▶ **BRANO**:

* * * * *

Scheletro di uno dei modllini usati nel film King Kong.

  I modellini del gorilla vennero usati principalmente per le sequenze in campo lungo e per le lotte con le altre creature, lasciando alle parti a grandezza naturale le sequenze di maggiore contatto con gli esseri umani, come quando Kong tiene Ann nel palmo della mano, o quando divora alcuni indigeni in preda alla furia.
  Il film, sopratutto durante le sequenze di Skull Island, fa ampio uso della recente, allora, tecnica dello retroproiezione, la quale consiste nel far recitare agli attori la propria parte davanti uno schermo semitrasparente, sul quale viene proiettata un immagine da dietro, creando una sovrapposizione di fasce che dovrebbero suggerire una profondità di campo inesistente (fatto che purtroppo è molto evidente in determinate scene) e consentire ad attori in carne ed ossa e creature animate di apparire contemporaneamente sullo schermo. Un esempio calzante è la scena dove il dinosauro aggredisce il povero marinaio salito sull'albero per nascondersi, o ancora la scena dove Driscoll e i suoi uccidono lo stegosauro.
  Un altra tecnica usata spesso nella pellicola è la proiezione miniaturizzata, che consente nel delineare una porzione di schermo, creando quindi una sorta di maschera che consente in fase di montaggio di sovrapporre due scene ben distinte rendendole uniche. Ma la tecnica non è esente da difetti e se ne può notare l'uso a causa dei contorni dei personaggi poco nitidi, di un illuminazione leggermente diversa o della stessa nitidezza del filmato.

* * * * *

▶ **CONSEGNA 1**: Secondo il brano sugli effetti di King Kong, per quali sequenze si usarono soprattutto i modellini del gorilla?
▶ **CONSEGNA 2**: Quali sono, secondo il brano, i segni che rivelano l'uso della proiezione miniaturizzata? Elencali tutti.
▶ **CONSEGNA 3**: Spiega con le parole del brano a che cosa serviva la retroproiezione e come otteneva il suo effetto.

* * * * *

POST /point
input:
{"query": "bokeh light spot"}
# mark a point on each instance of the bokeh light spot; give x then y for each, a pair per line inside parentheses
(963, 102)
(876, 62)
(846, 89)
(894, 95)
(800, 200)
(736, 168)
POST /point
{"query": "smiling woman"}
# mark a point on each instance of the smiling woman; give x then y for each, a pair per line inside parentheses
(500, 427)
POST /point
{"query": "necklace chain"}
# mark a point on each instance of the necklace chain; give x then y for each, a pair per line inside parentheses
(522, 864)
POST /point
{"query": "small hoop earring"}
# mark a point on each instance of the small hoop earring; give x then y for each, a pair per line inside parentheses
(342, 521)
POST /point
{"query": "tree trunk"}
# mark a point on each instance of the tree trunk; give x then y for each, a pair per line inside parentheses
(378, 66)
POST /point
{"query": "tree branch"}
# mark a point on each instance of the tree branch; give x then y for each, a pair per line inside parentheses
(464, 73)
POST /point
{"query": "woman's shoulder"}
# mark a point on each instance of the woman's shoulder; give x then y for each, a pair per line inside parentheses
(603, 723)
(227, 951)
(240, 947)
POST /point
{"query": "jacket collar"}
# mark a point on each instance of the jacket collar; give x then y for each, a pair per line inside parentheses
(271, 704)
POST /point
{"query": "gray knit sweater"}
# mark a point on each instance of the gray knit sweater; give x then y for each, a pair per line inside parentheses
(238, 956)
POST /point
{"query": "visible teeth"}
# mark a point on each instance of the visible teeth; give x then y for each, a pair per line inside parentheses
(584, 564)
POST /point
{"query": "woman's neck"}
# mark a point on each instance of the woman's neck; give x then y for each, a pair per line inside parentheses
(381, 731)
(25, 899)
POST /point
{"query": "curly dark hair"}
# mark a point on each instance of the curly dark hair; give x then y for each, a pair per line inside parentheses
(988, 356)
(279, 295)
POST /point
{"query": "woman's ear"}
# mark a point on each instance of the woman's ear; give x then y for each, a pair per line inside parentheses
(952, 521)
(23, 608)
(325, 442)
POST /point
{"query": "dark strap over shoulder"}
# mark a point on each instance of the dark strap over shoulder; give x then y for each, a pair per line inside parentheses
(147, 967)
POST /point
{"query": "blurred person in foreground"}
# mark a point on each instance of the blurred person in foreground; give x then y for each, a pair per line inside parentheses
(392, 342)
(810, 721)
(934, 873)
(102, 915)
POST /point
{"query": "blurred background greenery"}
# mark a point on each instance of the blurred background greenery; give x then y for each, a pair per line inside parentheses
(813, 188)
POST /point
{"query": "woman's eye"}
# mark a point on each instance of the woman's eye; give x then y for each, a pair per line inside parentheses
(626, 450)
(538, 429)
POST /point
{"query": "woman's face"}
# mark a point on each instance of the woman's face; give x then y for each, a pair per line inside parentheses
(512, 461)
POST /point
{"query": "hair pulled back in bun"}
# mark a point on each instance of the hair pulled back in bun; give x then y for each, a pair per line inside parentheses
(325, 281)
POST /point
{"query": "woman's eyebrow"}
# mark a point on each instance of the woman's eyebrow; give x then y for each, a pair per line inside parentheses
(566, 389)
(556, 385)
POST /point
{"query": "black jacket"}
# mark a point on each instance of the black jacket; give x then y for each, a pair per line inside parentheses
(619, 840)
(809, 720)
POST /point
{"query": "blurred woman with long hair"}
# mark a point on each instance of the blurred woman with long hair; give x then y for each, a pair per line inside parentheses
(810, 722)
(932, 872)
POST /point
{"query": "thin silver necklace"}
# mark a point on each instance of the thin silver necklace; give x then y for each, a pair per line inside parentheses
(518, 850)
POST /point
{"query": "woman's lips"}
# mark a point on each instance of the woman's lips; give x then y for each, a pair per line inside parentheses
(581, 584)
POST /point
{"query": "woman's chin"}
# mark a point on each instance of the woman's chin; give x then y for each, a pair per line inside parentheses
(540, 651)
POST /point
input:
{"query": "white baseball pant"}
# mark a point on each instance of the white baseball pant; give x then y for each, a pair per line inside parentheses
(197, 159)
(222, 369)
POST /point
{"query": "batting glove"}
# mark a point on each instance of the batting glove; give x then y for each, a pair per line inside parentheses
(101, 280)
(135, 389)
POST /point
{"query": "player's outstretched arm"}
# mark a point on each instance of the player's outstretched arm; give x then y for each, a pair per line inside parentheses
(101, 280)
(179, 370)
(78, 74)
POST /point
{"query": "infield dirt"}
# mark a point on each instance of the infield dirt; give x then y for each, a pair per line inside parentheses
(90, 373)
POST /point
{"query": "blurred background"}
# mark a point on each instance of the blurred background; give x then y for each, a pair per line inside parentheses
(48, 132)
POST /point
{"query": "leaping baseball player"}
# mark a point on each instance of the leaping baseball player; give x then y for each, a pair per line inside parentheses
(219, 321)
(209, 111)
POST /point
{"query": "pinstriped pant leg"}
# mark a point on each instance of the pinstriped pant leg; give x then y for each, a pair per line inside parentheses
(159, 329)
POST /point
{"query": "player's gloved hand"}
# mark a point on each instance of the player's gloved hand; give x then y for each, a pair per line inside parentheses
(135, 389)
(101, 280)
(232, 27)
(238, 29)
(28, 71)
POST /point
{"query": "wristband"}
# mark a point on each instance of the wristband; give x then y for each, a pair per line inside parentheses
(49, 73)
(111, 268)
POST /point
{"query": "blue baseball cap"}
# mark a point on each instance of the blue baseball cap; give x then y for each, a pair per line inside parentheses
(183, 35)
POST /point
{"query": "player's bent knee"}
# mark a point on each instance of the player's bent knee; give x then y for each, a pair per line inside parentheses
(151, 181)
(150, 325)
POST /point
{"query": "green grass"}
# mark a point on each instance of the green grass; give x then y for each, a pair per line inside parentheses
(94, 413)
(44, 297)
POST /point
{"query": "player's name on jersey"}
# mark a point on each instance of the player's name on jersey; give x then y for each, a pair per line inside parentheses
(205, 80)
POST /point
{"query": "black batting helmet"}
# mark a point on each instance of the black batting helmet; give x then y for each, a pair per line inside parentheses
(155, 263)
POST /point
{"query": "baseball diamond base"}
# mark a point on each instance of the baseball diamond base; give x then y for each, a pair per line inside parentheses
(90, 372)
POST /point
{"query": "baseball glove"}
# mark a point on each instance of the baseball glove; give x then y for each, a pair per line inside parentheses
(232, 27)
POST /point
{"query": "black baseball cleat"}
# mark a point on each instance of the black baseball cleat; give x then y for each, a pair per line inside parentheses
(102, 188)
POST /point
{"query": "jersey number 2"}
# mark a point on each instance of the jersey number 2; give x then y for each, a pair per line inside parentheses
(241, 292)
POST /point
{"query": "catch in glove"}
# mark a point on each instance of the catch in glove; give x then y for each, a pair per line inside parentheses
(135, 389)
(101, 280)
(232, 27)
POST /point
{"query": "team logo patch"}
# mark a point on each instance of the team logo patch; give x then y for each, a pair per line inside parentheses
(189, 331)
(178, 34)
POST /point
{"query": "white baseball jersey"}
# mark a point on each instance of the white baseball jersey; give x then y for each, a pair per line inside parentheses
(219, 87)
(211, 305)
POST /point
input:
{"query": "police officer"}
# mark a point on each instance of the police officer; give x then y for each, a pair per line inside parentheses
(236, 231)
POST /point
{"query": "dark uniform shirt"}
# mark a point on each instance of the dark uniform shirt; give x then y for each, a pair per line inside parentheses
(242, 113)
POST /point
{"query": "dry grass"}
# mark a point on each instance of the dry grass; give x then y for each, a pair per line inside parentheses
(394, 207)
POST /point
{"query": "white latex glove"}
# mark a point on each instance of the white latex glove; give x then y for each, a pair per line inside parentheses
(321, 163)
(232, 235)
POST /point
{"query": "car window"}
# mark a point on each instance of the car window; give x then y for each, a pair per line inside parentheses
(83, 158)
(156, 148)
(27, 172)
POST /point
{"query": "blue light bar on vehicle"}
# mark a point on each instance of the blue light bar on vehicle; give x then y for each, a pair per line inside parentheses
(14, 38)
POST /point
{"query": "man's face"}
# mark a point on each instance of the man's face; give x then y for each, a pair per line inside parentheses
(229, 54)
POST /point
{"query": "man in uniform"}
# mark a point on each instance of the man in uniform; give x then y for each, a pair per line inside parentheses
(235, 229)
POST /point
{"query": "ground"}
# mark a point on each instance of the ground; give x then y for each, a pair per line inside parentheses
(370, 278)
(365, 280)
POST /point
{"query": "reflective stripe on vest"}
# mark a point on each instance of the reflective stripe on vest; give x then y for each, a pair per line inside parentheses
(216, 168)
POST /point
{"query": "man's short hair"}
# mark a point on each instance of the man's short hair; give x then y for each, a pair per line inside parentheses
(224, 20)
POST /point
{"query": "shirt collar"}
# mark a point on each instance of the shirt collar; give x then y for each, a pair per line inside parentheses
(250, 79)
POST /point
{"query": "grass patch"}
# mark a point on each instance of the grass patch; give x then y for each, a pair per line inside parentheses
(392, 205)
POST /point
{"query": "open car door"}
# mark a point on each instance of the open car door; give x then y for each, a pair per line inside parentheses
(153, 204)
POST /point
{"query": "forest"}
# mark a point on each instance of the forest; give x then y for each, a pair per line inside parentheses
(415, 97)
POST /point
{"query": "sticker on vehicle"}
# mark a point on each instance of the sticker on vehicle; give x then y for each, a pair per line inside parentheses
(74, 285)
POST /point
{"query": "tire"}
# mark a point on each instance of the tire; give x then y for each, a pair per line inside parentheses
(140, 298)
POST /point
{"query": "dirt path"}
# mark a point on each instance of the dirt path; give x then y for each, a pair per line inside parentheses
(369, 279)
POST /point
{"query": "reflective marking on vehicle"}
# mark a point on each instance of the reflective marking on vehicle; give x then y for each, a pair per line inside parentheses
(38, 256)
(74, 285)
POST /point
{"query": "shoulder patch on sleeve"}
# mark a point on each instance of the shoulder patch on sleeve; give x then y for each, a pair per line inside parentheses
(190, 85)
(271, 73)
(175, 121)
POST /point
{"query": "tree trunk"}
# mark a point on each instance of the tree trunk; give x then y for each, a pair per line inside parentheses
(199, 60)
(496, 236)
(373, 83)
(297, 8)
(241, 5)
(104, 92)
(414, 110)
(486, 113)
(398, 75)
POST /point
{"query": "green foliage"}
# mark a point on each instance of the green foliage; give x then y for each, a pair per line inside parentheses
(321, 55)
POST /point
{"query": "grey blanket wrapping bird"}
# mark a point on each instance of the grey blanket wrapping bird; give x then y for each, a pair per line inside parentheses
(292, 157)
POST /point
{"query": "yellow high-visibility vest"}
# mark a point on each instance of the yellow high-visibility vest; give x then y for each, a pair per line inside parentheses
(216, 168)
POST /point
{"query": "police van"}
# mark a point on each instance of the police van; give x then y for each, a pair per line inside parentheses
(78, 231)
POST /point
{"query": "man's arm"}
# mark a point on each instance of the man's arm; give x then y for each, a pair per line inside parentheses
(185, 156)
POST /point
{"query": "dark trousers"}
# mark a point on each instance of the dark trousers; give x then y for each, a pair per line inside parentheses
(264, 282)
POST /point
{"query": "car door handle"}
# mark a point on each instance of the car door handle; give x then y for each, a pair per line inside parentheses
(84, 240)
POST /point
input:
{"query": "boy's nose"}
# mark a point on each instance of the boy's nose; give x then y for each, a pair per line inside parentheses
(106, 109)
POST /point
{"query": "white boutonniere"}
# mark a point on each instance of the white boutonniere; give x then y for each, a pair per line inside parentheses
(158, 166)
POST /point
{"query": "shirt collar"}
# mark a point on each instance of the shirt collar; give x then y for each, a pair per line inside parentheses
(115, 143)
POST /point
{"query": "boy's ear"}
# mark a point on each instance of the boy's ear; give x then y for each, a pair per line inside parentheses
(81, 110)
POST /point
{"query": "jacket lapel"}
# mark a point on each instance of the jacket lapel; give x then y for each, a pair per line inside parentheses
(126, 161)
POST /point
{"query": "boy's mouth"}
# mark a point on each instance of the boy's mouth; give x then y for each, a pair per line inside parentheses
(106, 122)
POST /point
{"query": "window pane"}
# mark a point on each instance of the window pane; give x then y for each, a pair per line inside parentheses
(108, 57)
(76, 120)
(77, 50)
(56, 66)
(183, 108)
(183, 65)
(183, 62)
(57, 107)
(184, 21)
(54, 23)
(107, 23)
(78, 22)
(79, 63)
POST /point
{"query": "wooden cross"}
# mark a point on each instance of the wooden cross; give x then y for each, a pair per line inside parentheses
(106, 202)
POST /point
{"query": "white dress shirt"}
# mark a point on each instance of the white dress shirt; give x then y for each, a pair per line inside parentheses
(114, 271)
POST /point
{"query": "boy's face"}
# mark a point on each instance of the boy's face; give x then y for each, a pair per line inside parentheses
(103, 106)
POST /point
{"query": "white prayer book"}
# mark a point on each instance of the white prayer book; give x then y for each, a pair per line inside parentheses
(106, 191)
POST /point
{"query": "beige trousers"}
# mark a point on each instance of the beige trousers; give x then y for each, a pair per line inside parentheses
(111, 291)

* * * * *

▶ **RISPOSTA ATTESA 1**: Per le sequenze in campo lungo e per le lotte con le altre creature.

▶ **RISPOSTA ATTESA 2**:
- I contorni poco nitidi dei personaggi
- Un'illuminazione leggermente diversa
- La nitidezza stessa del filmato

▶ **RISPOSTA ATTESA 3**: Gli attori recitavano davanti a uno schermo semitrasparente, sul quale si proiettava un'immagine da dietro. La sovrapposizione di fasce che ne risultava doveva suggerire una profondità di campo inesistente. Permetteva inoltre ad attori in carne e ossa e a creature animate di apparire insieme sullo schermo.